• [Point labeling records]

########################################

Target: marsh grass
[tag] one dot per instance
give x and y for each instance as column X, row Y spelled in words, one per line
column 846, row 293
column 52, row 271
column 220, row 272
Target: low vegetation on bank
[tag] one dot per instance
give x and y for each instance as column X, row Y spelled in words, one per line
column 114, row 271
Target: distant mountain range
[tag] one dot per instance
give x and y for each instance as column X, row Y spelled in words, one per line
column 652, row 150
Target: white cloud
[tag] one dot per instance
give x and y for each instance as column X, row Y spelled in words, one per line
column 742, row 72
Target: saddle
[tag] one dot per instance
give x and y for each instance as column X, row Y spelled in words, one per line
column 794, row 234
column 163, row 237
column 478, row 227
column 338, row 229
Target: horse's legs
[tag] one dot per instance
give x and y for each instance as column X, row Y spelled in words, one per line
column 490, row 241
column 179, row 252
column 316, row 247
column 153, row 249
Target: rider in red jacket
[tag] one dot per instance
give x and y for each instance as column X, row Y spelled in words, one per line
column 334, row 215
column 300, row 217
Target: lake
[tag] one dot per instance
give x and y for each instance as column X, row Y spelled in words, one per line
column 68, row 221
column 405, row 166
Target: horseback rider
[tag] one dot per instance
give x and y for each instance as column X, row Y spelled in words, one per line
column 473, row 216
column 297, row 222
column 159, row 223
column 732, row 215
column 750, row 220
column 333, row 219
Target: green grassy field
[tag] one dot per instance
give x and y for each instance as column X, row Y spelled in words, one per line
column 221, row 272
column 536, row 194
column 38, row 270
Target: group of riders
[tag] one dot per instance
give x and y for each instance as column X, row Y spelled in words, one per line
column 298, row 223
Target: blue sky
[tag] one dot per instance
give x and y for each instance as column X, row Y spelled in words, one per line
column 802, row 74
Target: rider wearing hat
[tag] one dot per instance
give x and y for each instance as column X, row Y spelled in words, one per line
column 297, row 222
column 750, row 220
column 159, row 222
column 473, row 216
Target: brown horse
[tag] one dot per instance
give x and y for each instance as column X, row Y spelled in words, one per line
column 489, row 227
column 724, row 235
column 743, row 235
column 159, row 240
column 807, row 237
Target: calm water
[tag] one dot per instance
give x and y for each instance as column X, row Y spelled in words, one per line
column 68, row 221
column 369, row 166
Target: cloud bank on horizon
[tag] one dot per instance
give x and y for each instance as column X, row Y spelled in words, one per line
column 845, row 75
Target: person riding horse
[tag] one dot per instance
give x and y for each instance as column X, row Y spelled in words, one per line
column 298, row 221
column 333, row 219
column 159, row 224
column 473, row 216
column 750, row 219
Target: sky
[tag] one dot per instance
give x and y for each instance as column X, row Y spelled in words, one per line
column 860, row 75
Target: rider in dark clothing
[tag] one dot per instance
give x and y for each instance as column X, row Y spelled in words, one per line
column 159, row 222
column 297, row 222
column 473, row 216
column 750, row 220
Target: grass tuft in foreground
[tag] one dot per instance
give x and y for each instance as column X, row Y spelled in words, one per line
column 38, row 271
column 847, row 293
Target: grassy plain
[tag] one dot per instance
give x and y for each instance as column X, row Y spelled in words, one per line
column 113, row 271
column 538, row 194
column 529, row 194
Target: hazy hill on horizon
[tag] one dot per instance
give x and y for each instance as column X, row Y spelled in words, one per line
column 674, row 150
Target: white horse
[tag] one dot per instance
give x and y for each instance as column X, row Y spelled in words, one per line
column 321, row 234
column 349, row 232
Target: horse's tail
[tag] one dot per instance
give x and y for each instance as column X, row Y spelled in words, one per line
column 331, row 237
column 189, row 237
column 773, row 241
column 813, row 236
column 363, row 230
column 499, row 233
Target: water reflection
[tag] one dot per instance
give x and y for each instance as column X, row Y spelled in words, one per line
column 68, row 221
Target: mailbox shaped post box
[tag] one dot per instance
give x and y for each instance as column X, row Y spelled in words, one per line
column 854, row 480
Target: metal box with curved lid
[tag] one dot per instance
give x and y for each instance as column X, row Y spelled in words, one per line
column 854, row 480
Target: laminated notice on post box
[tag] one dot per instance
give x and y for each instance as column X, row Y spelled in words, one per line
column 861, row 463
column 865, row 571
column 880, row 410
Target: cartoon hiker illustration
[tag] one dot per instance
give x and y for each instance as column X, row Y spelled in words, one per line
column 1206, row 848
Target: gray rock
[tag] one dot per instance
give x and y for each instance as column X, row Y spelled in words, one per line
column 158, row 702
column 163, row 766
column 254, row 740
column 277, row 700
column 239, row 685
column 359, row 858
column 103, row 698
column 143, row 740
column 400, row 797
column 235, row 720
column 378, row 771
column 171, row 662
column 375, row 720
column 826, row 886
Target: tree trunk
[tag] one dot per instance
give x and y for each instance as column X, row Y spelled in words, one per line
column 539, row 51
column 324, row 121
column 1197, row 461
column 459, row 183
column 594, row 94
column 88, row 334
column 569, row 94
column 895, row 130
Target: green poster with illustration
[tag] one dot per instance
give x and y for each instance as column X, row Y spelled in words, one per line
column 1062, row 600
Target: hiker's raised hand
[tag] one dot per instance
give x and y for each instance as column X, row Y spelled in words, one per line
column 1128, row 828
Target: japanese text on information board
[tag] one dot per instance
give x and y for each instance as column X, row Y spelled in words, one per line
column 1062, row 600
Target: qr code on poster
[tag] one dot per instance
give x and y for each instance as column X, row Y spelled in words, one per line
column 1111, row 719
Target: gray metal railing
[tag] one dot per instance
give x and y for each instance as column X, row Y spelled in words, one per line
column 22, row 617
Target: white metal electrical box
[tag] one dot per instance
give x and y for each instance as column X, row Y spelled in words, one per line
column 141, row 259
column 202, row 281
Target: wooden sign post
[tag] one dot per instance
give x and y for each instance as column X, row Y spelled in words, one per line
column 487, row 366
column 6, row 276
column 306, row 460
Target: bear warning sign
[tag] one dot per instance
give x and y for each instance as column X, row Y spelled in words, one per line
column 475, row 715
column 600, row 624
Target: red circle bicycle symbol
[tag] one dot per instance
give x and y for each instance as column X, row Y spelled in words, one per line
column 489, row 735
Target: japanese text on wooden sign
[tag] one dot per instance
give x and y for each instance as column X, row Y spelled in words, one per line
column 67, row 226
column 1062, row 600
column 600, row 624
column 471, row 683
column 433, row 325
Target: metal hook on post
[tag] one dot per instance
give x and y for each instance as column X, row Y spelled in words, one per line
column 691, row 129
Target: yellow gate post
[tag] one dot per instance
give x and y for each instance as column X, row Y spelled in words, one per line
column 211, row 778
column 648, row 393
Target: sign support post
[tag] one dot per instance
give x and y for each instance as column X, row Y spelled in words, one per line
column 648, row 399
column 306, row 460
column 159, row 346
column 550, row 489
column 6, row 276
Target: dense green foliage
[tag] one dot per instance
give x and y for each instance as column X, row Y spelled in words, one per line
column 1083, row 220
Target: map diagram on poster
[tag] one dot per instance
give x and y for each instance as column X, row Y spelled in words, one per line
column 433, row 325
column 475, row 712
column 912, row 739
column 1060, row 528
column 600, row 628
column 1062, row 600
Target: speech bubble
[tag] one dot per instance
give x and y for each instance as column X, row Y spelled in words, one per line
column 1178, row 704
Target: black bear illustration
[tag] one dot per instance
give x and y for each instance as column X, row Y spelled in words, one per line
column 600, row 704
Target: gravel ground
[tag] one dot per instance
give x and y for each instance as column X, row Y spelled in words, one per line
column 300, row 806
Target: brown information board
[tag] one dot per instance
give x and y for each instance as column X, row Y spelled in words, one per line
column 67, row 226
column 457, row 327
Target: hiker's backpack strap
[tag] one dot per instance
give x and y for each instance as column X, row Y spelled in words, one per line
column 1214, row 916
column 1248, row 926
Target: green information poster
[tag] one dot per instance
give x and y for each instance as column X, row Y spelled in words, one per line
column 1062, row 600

########################################

• [EXERCISE]
Copy out every one of the records above, substituting "one point per instance" for each occurrence of "one dot per instance" and keeping everything else the same.

• [EXPECTED ANSWER]
Target: marsh grass
[tag] one point per instance
give x and y for each instance as column X, row Y spelled in words, one per line
column 846, row 293
column 52, row 271
column 220, row 272
Target: low vegetation on bank
[tag] one point per instance
give x and y for each instance as column X, row Y spelled in words, one per line
column 114, row 271
Target: distant mountain range
[tag] one point per instance
give x and y for each instance as column X, row Y spelled in words, one per line
column 652, row 150
Target: white cloud
[tag] one point per instance
give x and y for each instance as column X, row Y spelled in words, one per line
column 742, row 72
Target: saddle
[tag] one point per instance
give x and y for each instance as column X, row Y spelled in words, one per line
column 794, row 234
column 163, row 237
column 478, row 227
column 338, row 229
Target: horse's legs
[tag] one point per instance
give x and y for each instance as column X, row Y spelled in words, one per line
column 490, row 241
column 179, row 252
column 316, row 247
column 153, row 249
Target: rider in red jacket
[tag] one point per instance
give x and y for each instance as column X, row Y spelled in words, one per line
column 334, row 215
column 300, row 217
Target: lake
[tag] one point per instance
give x and y for each instance as column X, row Y spelled in words, one per line
column 68, row 221
column 405, row 166
Target: horseback rider
[tag] one point per instance
give x and y for each instance as column X, row Y spelled in words, one per line
column 473, row 216
column 297, row 222
column 159, row 223
column 732, row 215
column 750, row 220
column 333, row 219
Target: green grassy field
[tag] one point per instance
give x and y for each instance as column X, row Y spelled in words, one per line
column 221, row 272
column 536, row 194
column 38, row 270
Target: group of riders
[tag] one point per instance
give x and y for each instance as column X, row Y spelled in words, one per line
column 298, row 223
Target: blue sky
[tag] one point per instance
give x and y for each instance as column X, row Y spelled in words, one per line
column 802, row 74
Target: rider wearing hat
[tag] one point per instance
give x and y for each instance as column X, row Y spelled in words, one per line
column 297, row 222
column 750, row 220
column 159, row 222
column 473, row 216
Target: brown horse
[tag] one point per instance
give x and y for each instance as column X, row Y spelled in words, one per line
column 489, row 227
column 724, row 235
column 743, row 235
column 159, row 240
column 807, row 237
Target: calm water
[tag] one point per instance
give x and y for each instance as column X, row Y spelled in words, one per line
column 68, row 221
column 369, row 166
Target: cloud bank on horizon
[tag] one point per instance
give x and y for each instance as column X, row Y spelled in words, one per line
column 845, row 75
Target: person riding horse
[tag] one point per instance
give x and y for each instance as column X, row Y spelled in words, one per line
column 298, row 221
column 333, row 219
column 159, row 224
column 473, row 216
column 750, row 219
Target: sky
[tag] one point per instance
give x and y for each instance as column X, row Y spelled in words, one per line
column 860, row 75
Target: rider in dark clothing
[tag] one point per instance
give x and y for each instance as column X, row Y spelled in words, one per line
column 159, row 222
column 297, row 222
column 473, row 216
column 750, row 220
Target: grass tuft in foreground
[tag] one point per instance
give x and y for each instance as column X, row Y spelled in words, one per line
column 38, row 271
column 847, row 293
Target: grassy plain
[tag] one point per instance
give x and y for each instance as column X, row Y spelled in words, one per line
column 113, row 271
column 538, row 194
column 529, row 194
Target: hazy hill on horizon
[tag] one point per instance
give x and y for each instance as column X, row Y spelled in words, one per line
column 674, row 150
Target: white horse
[tag] one point per instance
give x and y for each instance as column X, row Y spelled in words, one per line
column 321, row 234
column 349, row 232
Target: horse's tail
[tag] one point per instance
give x and y for each instance as column X, row Y spelled in words, one per line
column 331, row 237
column 189, row 237
column 773, row 241
column 813, row 236
column 363, row 230
column 499, row 233
Target: water reflection
[tag] one point per instance
give x and y for each instance as column X, row Y spelled in words, one per line
column 68, row 221
Target: mailbox shaped post box
[tag] one point per instance
give x and y for each instance as column X, row Y spelled in words, one per line
column 854, row 480
Target: metal box with curved lid
[tag] one point per instance
give x and y for each instance as column X, row Y spelled in words, one per line
column 854, row 480
Target: laminated notice on post box
[tag] one point per instance
give x and y for each instance as column X, row Y spelled in words, one per line
column 861, row 463
column 865, row 571
column 880, row 410
Target: cartoon hiker illustration
[tag] one point per instance
give x and y for each instance as column X, row Y spelled in words, one per line
column 1206, row 848
Target: gray rock
[tag] one point per instance
give x and y for each instance as column X, row Y spelled in words, one per line
column 158, row 702
column 163, row 766
column 254, row 740
column 277, row 700
column 239, row 685
column 359, row 858
column 103, row 698
column 143, row 740
column 400, row 797
column 235, row 720
column 378, row 771
column 171, row 662
column 375, row 720
column 826, row 886
Target: tree trunk
[tag] one point per instance
give x and y for each instance as column X, row Y spelled in words, one per line
column 539, row 51
column 324, row 121
column 1197, row 461
column 459, row 183
column 594, row 94
column 88, row 334
column 569, row 94
column 895, row 130
Target: green poster with illustration
[tag] one point per instance
give x and y for each instance as column X, row Y spelled in words, one per line
column 1062, row 600
Target: hiker's raised hand
[tag] one point per instance
give x and y for each instance as column X, row Y spelled in words, one per line
column 1128, row 828
Target: japanese text on information board
[tag] one point per instance
give x and y for each instance as column X, row Y spelled in words, one per line
column 1062, row 600
Target: qr code on poster
[tag] one point per instance
give x and y for each instance as column X, row Y spelled in words, one per line
column 1111, row 719
Target: gray metal railing
[tag] one point per instance
give x and y for each instance as column X, row Y spelled in words, one per line
column 22, row 617
Target: white metal electrical box
[tag] one point per instance
give x and y for each instance as column X, row Y spelled in words, one per line
column 141, row 259
column 202, row 281
Target: wooden sign post
[tag] one point per instance
give x and y for each instance as column X, row Y spelled in words, one per line
column 487, row 366
column 6, row 276
column 306, row 460
Target: bear warning sign
[tag] one point per instance
give x and y for each instance as column X, row Y spelled in words, one per line
column 475, row 715
column 600, row 624
Target: red circle bicycle symbol
[tag] one point per instance
give x and y for each instance as column X, row Y spelled in words, one per line
column 489, row 735
Target: japanese text on wooden sign
[tag] one point per instance
give x and y for each instance as column X, row Y spelled in words, one per line
column 67, row 226
column 1062, row 600
column 600, row 624
column 471, row 683
column 433, row 325
Target: metal hook on post
[tag] one point per instance
give x and y for each instance as column X, row Y spelled in words, one per line
column 691, row 129
Target: yellow gate post
[tag] one point per instance
give x and y for each instance as column X, row Y spelled in words, one per line
column 211, row 778
column 648, row 393
Target: sign support post
[tag] one point per instance
give x and y for each instance as column X, row Y spelled in words, one per line
column 648, row 399
column 306, row 460
column 159, row 346
column 550, row 489
column 6, row 276
Target: dense green foliage
[tag] one point per instance
give x and y for each instance as column X, row Y spelled in words, one per line
column 1083, row 220
Target: map diagram on poster
[tag] one point per instance
give x and y for each instance as column X, row Y spelled in words, one per line
column 433, row 325
column 475, row 712
column 912, row 739
column 1060, row 528
column 600, row 628
column 1062, row 600
Target: speech bubble
[tag] one point per instance
give x and y for each instance as column X, row Y spelled in words, one per line
column 1178, row 704
Target: black bear illustration
[tag] one point per instance
give x and y for each instance as column X, row Y spelled in words, one per line
column 600, row 704
Target: gravel ground
[tag] one point per instance
give x and y for each instance as column X, row Y spelled in words, one per line
column 300, row 806
Target: brown information board
[tag] one point per instance
give x and y for each instance as column X, row Y spelled in words, one per line
column 67, row 226
column 457, row 327
Target: hiker's backpack strap
[tag] one point per instance
give x and y for each instance as column X, row Y spelled in words, one per line
column 1214, row 916
column 1248, row 926
Target: green information poster
[tag] one point per instance
give x and y for each instance as column X, row Y spelled in words, one per line
column 1062, row 600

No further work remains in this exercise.